Referring expression data:
■ ■ ■ ■
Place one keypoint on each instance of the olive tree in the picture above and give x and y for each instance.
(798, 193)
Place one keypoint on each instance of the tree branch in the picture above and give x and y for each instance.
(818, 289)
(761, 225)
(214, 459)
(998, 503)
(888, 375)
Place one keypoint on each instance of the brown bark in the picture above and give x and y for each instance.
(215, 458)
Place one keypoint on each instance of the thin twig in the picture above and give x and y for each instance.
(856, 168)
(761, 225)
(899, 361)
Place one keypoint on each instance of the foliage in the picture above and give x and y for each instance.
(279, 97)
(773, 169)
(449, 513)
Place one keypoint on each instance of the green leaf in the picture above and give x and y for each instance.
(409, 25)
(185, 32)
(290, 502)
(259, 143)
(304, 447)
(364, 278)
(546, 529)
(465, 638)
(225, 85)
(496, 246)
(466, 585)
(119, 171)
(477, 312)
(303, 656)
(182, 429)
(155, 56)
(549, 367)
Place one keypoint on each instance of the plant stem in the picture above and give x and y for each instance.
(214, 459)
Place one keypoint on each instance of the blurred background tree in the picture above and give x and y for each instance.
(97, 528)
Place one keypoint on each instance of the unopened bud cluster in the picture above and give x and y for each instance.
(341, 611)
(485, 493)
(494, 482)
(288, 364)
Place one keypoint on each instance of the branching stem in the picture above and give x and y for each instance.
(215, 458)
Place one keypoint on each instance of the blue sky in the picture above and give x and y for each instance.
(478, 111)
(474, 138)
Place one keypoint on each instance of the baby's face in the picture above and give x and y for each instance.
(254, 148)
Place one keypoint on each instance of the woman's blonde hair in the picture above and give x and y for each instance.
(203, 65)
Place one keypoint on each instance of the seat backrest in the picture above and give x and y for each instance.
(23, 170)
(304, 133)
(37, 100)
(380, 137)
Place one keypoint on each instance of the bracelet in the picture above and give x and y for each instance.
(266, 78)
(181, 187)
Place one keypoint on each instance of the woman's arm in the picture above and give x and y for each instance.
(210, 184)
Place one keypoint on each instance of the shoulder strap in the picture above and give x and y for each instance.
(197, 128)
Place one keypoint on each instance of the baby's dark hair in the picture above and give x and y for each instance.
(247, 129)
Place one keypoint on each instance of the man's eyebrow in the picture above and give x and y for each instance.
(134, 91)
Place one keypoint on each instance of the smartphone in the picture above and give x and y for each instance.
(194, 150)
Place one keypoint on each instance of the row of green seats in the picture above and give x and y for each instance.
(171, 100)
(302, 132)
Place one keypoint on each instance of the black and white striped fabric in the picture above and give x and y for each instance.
■ ■ ■ ■
The entries above are to be retyped exactly, with nothing left out.

Task result:
Place one keypoint on each instance of the olive tree in the picture above and give x and y for each instance.
(798, 193)
Place one keypoint on each instance of the tree branch in the picture above and give x and y for each instance.
(818, 289)
(761, 225)
(214, 459)
(998, 503)
(888, 375)
Place one keypoint on each instance of the brown bark in the picture above and give x and y for each instance.
(215, 458)
Place one keypoint on each instance of the thin twig in the picture above and give x and y for each instance.
(856, 168)
(761, 225)
(899, 361)
Place one keypoint on each instance of the foliage in the picture above and give x and y for each instance.
(279, 97)
(773, 169)
(449, 513)
Place one keypoint on each instance of the green leaf in the picture above and give x and y for each instance.
(409, 25)
(185, 32)
(290, 502)
(259, 143)
(304, 447)
(364, 278)
(546, 529)
(465, 638)
(225, 85)
(496, 246)
(466, 585)
(119, 171)
(477, 312)
(303, 656)
(182, 429)
(155, 56)
(549, 367)
Place one keypoint on each instance of the plant stem in the picture above and give x and y for each instance.
(214, 459)
Place one keypoint on each instance of the blurred background tree in the picture above and give x and y for each instance.
(97, 528)
Place one keypoint on each instance of the unopened bud cluster in the picture above and give x and y for each instance.
(341, 611)
(485, 493)
(494, 482)
(288, 364)
Place one keypoint on each instance of the branching stem in the picture above and give x and y for each instance.
(215, 458)
Place one keypoint on each instance of the blue sky in the picture above and give x and y for each instance.
(478, 111)
(474, 138)
Place one keypoint on each instance of the baby's face in the picture above and give x and y for each instance.
(254, 148)
Place one keypoint on each instance of the woman's blonde hair in the picture above and give x and y for each instance.
(203, 65)
Place one keypoint on each instance of the seat backrest in the picture above and give x and y for each instance.
(23, 170)
(304, 133)
(37, 100)
(380, 137)
Place one keypoint on each instance of the bracelet in the picture above and give x and y for each instance.
(266, 78)
(181, 187)
Place one keypoint on each instance of the woman's arm in the picture above and give x and y for each instance.
(210, 184)
Place one keypoint on each instance of the shoulder strap in the picture above and give x and y for each instance.
(197, 128)
Place one keypoint on each instance of the baby's dark hair in the picture above and give x and y for each instance.
(247, 129)
Place one keypoint on each instance of the man's eyebrow in the picture above and give x and y for each instance.
(134, 91)
Place one keypoint on each instance of the smartphone in the picture above and give x and y for each instance.
(194, 150)
Place one keypoint on each instance of the row of green seats in the picture above and give x and y for each instance.
(171, 100)
(302, 132)
Place one keypoint on each instance of the black and white striped fabric in the picture above and give x and y for each instance.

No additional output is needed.